Segment Start: Records for the exercise

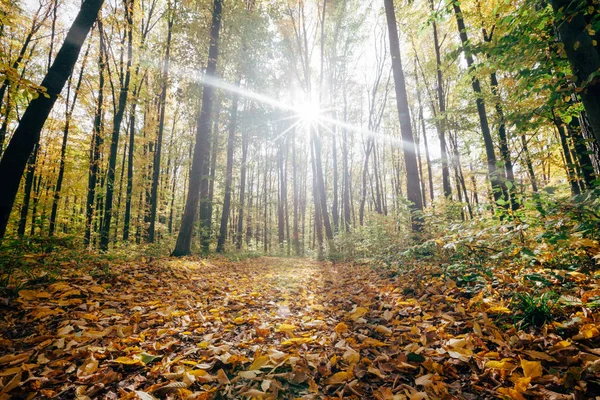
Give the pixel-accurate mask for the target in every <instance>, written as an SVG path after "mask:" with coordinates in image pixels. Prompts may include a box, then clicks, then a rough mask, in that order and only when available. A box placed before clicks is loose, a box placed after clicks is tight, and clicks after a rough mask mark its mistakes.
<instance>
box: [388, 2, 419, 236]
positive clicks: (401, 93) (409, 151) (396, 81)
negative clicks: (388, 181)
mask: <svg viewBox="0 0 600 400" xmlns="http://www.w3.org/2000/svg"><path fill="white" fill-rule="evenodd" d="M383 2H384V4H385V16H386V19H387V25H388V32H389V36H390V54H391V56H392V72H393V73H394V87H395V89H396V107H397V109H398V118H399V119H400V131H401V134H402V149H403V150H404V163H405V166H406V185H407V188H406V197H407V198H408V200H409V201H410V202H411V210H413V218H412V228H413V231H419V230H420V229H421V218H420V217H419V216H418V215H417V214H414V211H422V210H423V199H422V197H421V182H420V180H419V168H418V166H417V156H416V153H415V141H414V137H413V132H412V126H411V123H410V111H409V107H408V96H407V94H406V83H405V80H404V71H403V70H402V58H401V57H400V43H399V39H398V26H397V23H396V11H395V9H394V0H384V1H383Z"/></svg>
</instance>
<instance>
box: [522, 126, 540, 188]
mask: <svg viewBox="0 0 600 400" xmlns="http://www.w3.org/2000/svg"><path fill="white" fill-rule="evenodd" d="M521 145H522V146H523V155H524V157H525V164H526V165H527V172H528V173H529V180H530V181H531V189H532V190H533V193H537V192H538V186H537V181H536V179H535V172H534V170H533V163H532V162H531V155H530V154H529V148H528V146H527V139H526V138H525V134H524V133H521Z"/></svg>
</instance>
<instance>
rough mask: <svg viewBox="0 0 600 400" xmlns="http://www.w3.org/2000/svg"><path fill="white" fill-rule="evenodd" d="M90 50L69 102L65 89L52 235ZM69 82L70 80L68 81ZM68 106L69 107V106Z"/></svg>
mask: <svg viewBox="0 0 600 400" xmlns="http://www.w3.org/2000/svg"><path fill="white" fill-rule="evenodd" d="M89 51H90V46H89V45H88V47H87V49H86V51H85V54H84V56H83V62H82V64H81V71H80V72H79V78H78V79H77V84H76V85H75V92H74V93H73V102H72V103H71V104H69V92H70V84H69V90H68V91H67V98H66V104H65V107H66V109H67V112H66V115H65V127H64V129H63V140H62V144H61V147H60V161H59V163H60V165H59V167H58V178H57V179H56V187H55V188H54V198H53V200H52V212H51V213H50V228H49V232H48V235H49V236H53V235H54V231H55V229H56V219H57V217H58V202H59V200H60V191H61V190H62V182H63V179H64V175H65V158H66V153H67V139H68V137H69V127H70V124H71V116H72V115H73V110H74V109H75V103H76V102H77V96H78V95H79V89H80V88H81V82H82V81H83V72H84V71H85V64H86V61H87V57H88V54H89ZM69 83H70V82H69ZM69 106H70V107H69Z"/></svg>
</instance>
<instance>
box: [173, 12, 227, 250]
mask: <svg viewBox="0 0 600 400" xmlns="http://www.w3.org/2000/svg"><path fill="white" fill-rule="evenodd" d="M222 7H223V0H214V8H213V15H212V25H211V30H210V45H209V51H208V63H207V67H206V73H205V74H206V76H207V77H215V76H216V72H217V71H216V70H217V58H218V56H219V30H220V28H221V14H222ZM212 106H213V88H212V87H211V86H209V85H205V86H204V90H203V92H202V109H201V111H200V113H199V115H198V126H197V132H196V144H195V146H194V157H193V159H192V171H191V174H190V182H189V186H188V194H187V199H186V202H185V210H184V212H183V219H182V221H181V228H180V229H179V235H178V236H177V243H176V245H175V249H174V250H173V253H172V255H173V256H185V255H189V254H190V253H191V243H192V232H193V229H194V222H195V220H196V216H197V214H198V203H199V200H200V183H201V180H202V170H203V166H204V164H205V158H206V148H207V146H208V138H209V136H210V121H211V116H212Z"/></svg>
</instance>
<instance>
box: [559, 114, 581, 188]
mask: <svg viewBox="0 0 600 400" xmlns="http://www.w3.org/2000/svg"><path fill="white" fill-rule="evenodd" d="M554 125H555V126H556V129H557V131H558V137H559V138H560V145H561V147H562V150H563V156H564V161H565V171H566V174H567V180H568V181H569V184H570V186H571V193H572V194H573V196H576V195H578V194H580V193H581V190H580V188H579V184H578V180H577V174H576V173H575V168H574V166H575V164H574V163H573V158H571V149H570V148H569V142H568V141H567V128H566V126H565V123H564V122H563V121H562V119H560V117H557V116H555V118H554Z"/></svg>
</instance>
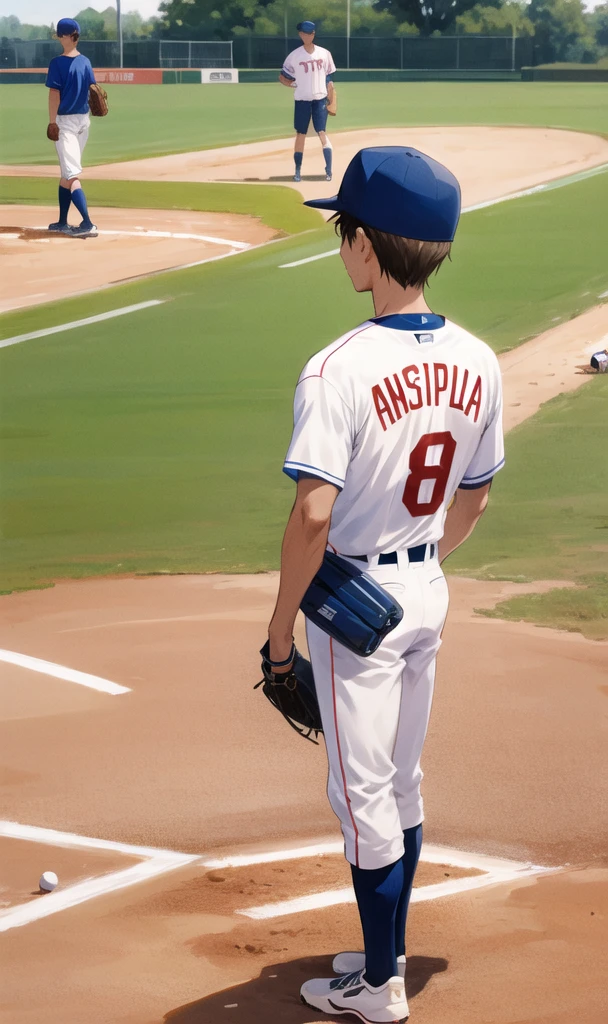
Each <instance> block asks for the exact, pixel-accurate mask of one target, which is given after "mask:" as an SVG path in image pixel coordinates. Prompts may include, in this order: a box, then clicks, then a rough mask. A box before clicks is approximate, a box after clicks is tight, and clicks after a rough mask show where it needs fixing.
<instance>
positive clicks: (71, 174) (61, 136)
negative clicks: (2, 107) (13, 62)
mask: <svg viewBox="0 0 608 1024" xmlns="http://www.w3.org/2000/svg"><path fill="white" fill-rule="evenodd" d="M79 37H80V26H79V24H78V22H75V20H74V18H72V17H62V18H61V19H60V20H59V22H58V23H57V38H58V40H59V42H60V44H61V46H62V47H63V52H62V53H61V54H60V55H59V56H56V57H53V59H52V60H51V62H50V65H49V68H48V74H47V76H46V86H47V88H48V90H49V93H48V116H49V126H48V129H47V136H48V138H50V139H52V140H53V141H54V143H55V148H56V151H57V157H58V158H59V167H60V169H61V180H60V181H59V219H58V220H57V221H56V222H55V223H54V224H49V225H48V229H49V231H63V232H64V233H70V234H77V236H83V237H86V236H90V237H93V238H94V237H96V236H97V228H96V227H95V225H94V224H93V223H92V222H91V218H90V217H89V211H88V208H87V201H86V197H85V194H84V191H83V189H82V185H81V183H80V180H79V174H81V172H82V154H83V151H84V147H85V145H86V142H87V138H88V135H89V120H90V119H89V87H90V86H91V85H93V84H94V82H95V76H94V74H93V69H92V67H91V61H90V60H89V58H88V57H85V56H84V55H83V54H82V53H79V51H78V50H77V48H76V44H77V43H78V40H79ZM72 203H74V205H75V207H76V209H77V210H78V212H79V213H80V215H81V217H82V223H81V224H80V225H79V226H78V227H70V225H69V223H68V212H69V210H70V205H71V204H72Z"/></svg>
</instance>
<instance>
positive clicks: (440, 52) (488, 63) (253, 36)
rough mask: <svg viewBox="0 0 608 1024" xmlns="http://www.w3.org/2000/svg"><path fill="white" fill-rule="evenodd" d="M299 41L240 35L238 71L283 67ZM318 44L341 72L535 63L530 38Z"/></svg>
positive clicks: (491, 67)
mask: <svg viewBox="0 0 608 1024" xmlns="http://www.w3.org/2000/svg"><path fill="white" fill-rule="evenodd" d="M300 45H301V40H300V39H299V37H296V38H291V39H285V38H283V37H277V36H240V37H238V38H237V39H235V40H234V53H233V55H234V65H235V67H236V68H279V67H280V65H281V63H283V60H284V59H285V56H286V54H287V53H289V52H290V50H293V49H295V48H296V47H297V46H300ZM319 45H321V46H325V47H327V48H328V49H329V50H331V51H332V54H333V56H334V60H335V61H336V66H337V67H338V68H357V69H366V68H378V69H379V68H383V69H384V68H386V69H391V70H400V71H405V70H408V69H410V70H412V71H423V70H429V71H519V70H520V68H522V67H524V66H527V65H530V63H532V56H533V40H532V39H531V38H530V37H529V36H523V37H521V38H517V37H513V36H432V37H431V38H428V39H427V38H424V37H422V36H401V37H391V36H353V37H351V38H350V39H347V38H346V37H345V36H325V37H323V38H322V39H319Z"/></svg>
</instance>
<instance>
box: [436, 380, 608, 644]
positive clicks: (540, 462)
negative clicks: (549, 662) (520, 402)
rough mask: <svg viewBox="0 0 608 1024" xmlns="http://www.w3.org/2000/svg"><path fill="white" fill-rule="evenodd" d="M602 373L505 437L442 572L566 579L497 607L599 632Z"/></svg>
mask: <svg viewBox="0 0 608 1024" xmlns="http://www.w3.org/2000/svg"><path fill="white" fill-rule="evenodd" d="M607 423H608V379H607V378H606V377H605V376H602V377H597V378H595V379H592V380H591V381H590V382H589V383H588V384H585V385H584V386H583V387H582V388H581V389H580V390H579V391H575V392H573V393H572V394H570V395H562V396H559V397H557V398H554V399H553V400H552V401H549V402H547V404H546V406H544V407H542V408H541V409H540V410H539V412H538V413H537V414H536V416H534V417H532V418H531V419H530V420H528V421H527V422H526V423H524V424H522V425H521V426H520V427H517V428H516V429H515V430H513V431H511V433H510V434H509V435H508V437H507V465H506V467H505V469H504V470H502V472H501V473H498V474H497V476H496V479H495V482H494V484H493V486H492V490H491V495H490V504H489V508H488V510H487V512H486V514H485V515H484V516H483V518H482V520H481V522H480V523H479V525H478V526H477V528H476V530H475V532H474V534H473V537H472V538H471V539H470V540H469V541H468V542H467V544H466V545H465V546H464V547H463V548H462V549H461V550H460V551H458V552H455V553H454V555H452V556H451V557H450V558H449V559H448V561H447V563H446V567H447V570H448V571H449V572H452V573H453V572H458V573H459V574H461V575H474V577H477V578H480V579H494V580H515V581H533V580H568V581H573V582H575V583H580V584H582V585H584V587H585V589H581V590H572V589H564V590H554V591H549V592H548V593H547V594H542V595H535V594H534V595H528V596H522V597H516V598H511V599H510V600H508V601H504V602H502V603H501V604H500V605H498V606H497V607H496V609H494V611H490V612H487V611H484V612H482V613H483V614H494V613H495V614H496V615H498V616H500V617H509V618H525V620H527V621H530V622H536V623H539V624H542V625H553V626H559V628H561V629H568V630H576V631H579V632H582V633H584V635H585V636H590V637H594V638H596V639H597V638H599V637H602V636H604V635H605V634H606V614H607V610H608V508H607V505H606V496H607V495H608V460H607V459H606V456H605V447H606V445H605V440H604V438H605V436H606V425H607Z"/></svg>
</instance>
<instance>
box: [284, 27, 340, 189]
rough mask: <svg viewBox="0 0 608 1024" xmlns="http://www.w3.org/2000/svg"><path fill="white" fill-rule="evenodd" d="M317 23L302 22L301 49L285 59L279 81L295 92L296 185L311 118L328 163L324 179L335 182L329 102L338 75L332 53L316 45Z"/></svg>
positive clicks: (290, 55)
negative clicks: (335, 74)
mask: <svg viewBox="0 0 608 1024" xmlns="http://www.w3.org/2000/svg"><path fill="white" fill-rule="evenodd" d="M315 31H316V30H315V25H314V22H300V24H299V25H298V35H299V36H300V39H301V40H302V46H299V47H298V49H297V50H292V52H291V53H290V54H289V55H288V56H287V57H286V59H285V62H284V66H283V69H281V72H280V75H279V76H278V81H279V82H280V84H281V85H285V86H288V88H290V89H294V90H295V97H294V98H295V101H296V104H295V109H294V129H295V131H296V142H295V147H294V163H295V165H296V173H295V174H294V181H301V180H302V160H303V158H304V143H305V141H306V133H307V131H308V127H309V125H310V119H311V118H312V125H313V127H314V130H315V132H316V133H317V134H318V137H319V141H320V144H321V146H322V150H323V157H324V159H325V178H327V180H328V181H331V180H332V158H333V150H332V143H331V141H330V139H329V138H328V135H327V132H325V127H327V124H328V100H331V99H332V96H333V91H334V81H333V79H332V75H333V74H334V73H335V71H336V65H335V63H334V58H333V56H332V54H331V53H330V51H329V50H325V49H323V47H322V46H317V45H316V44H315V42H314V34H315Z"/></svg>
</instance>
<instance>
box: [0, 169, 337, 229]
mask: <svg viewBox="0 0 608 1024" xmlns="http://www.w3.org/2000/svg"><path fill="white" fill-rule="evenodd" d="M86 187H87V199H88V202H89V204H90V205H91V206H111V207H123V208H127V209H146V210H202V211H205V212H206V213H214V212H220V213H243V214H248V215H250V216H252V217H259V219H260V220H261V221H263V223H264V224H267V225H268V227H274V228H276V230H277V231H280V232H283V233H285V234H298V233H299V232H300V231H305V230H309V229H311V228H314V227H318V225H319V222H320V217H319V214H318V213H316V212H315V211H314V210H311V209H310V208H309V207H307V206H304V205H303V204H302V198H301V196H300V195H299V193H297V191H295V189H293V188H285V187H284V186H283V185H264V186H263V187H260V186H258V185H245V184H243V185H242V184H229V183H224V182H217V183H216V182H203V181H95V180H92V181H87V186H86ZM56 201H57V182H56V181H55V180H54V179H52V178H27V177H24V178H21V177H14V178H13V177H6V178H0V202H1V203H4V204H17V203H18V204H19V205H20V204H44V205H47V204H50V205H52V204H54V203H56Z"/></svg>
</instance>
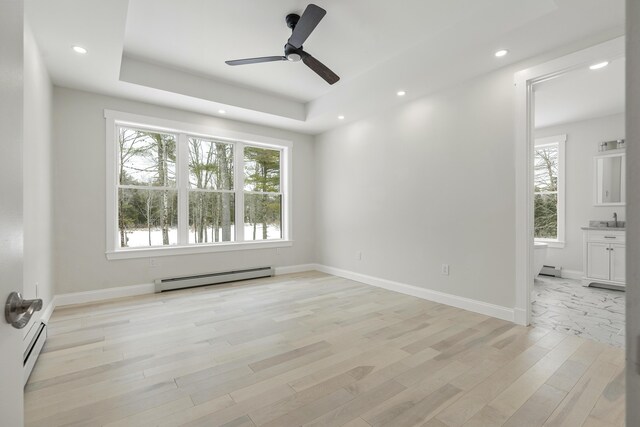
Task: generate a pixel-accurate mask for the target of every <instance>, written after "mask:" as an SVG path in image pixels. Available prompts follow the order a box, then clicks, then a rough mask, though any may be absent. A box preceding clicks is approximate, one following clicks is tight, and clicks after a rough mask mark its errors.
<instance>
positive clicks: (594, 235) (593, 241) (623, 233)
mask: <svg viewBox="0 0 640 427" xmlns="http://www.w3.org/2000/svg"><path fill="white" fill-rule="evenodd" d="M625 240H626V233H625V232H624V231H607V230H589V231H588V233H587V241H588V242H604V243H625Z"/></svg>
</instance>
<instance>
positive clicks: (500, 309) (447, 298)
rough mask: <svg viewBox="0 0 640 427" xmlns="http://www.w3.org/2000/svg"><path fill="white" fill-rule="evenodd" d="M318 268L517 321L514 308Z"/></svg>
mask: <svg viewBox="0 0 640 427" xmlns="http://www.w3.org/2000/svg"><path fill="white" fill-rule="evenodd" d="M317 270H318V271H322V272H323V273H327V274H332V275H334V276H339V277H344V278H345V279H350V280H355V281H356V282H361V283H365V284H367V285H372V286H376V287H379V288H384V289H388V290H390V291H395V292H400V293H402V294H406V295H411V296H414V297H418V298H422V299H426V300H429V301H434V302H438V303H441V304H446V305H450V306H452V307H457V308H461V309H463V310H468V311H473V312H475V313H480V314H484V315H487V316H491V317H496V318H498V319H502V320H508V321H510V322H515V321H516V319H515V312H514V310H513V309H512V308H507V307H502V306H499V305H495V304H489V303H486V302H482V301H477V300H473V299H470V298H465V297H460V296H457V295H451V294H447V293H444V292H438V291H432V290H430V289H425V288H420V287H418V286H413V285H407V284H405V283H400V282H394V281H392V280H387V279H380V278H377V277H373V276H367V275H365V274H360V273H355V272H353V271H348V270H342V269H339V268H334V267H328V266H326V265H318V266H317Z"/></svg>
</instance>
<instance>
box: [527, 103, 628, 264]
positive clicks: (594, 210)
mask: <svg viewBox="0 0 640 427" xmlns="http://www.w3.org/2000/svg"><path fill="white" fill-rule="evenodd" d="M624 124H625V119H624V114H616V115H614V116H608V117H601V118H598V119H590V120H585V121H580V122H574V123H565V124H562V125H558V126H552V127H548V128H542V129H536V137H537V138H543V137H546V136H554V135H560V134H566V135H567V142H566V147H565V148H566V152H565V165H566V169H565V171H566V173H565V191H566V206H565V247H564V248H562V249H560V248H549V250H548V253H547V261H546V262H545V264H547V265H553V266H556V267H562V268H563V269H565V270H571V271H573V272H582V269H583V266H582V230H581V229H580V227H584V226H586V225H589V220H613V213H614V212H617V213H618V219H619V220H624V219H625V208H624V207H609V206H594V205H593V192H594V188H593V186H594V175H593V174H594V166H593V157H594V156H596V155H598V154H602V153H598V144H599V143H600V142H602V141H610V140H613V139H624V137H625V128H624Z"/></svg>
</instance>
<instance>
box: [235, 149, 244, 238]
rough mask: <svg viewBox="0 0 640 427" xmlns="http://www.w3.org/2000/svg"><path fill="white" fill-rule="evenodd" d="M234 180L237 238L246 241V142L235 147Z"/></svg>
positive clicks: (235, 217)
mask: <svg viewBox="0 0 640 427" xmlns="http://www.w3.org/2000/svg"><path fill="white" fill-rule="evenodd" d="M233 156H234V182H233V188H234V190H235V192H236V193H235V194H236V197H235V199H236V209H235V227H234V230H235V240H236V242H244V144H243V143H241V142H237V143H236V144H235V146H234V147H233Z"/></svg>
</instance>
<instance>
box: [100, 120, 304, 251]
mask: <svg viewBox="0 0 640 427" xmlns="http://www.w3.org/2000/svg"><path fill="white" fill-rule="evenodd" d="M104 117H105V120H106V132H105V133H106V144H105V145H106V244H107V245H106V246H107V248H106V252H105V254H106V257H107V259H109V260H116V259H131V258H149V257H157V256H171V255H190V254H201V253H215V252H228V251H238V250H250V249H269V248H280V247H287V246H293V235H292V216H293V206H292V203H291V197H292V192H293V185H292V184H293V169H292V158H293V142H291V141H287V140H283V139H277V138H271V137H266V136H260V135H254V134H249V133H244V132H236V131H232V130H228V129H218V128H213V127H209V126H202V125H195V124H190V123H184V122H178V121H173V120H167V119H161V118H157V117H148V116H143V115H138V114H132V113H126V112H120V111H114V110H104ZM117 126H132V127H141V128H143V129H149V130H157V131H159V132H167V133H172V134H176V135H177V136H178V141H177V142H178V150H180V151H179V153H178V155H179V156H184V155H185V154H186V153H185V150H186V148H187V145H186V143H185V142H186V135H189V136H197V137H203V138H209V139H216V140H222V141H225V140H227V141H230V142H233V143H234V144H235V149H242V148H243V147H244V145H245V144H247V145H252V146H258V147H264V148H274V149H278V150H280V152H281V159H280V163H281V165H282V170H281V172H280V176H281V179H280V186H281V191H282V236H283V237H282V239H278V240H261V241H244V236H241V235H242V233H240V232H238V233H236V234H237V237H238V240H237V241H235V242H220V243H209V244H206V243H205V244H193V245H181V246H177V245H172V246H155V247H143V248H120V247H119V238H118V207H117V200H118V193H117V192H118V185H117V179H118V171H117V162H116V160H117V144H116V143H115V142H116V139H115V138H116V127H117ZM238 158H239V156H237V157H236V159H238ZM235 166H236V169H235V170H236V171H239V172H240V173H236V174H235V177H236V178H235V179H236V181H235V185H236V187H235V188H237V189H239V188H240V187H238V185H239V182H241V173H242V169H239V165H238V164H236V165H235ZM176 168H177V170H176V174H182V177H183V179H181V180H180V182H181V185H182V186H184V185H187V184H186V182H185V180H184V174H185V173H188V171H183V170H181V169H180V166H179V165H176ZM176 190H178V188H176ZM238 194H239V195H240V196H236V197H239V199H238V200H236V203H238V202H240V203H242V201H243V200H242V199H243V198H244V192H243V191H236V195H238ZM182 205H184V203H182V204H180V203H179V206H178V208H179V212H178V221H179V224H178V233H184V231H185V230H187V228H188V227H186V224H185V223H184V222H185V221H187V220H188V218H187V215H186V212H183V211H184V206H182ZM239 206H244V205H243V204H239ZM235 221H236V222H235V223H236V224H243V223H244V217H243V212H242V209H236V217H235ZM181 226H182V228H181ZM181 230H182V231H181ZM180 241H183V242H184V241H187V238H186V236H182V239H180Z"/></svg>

Segment End: Records for the exercise

What to produce -
Provide only the count of lines in the material above that hold the word "mark".

Exercise result -
2